------ PASSAGE TO READ

Marianna Hill ( Schwarzkopf, February 9, 1942) is an  American actress  who is known for her starring roles in the Western films El Condor (1970) and High Plains Drifter and the cult horror film Messiah of Evil (both 1973), as well as many roles on television series in the 1960s and 1970s. She was sometimes credited as Mariana Hill.

Early years
Marianna Hill was born in Santa Barbara, California, to architect Frank Schwarzkopf and writer Mary Hawthorne Hill, who worked as a script doctor. United States Army General Norman Schwarzkopf Jr. is her cousin.

Her father, a building contractor, worked in several countries, which resulted in Hill's education in California, Spain, and Canada. During her teenage years, her family settled in Southern California when her father purchased a restaurant there.

------------
------ AVAILABLE DATA

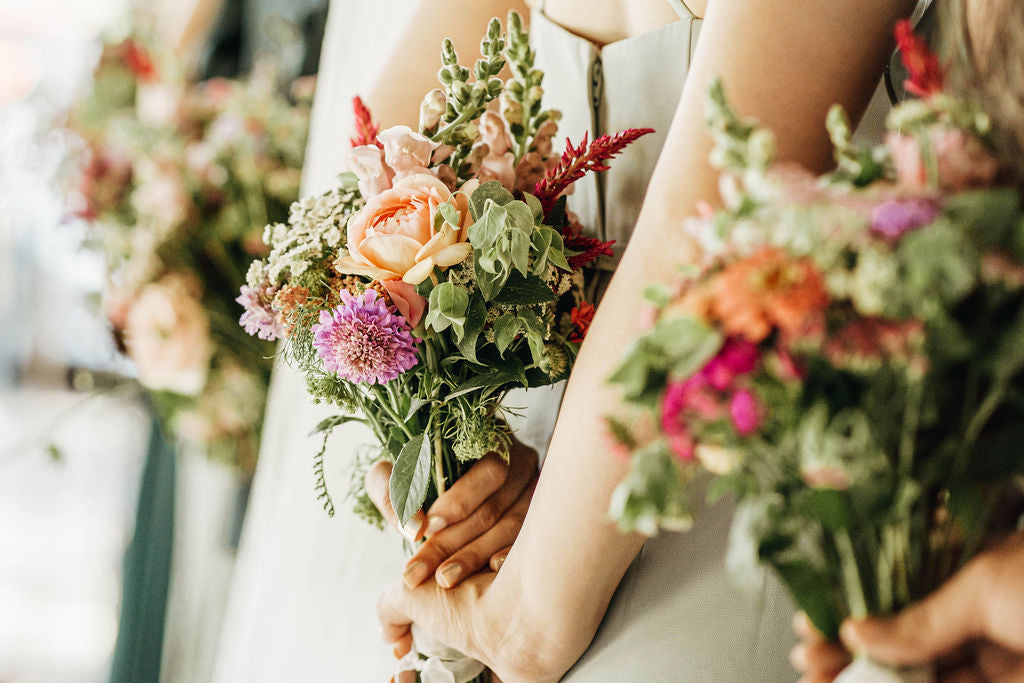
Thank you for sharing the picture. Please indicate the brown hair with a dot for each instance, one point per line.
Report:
(984, 43)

------------

Can you reproduce the Marianna Hill passage word for word, from "Marianna Hill ( Schwarzkopf, February" to "a restaurant there."?

Marianna Hill ( Schwarzkopf, February 9, 1942) is an  American actress  who is known for her starring roles in the Western films El Condor (1970) and High Plains Drifter and the cult horror film Messiah of Evil (both 1973), as well as many roles on television series in the 1960s and 1970s. She was sometimes credited as Mariana Hill.

Early years
Marianna Hill was born in Santa Barbara, California, to architect Frank Schwarzkopf and writer Mary Hawthorne Hill, who worked as a script doctor. United States Army General Norman Schwarzkopf Jr. is her cousin.

Her father, a building contractor, worked in several countries, which resulted in Hill's education in California, Spain, and Canada. During her teenage years, her family settled in Southern California when her father purchased a restaurant there.